A rare case of British justice

Fifteen years ago today – in 1999 – I had to write a statement for a court about someone I knew who was standing trial for the second time over the same incident. He had been found guilty about a year before over something he had done, but had been given a very short sentence – something the police clearly considered too lenient. Now, over a year later, they had prosecuted him again on a more serious charge related to the same incident. This is the statement I wrote. I have changed his name to Harry Hardwicke (nothing like his real name) and have blanked-out some identifying details:

__________

I have known Harry Hardwicke for about 20 years. We worked together briefly at ***** in ***** then later at ***** in *****, ***** in ***** and ***** in *****. I have also known him personally over those years, when he had three separate long-term loving relationships, including his marriage. He has stayed friends with these ex-girlfriends. He has always been an outgoing person – ‘life and soul of the party’ is a phrase that could have been coined for Harry. I have seen him regularly but not often over the years – perhaps every three or four months so I can, perhaps more than most, see the changes in him.

When I visited ***** Open Prison where he was incarcerated for two months over the same incident he has now been charged with again, I was rather taken aback by the change I saw in Harry: he was extremely quiet and noticeably withdrawn. In my ignorance, I thought life in an open prison would be rather ‘cushy’. That was certainly not the case for him. The imprisonment and separation from his three children, on whom he dotes, had taken such a visible toll that I was shocked by the effect on him. He was also upset and concerned by his inability to be available should his mentally ‘delicate’ sister suffer one of her not-too-uncommon relapses. (Although no danger to anyone else, she has been in-and-out of mental institutions over the 20 years I have known Harry and he is, in effect, her only family member.)

● Things to do
(1) Answer these from the court statement, one line each:
(a) For about how many years had the writer known Harry Hardwicke?
(b) How long was Harry held at the open prison?
(c) How many children does Harry have?
(2) Display each line of the rows below that contains the string "grassy".

● Stored data
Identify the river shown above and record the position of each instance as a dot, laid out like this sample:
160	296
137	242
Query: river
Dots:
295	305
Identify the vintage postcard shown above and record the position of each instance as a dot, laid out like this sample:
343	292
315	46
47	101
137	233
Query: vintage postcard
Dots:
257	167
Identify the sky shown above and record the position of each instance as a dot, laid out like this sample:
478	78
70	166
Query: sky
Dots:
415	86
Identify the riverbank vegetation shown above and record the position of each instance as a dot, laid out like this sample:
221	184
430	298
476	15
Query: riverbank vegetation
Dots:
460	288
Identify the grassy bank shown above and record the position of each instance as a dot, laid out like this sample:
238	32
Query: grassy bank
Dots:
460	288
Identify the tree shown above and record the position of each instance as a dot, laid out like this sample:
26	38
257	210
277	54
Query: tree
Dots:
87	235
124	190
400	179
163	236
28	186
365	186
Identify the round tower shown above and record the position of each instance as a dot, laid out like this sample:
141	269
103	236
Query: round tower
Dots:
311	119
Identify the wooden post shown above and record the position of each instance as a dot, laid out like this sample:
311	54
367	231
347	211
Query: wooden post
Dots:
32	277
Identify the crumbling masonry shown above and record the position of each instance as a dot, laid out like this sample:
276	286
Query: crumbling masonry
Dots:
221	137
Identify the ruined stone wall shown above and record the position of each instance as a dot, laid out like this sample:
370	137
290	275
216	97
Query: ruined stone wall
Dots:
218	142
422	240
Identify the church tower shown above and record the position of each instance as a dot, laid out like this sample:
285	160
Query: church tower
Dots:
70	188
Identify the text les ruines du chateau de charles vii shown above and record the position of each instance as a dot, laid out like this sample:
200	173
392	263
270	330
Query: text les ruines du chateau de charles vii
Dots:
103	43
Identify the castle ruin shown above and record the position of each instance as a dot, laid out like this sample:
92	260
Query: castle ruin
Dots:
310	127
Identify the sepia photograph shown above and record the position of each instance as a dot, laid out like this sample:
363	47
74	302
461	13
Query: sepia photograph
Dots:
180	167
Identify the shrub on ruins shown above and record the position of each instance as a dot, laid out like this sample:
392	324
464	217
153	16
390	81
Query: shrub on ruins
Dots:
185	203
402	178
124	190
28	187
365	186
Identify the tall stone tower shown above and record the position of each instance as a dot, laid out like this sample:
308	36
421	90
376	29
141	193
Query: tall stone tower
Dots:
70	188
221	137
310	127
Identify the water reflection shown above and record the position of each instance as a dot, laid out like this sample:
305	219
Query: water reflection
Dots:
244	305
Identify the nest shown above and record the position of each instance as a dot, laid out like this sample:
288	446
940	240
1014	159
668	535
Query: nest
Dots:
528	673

● Task-by-task outputs
(1)
(a) About 20 years.
(b) Two months.
(c) Three.

(2)
Identify the grassy bank shown above and record the position of each instance as a dot, laid out like this sample:
Query: grassy bank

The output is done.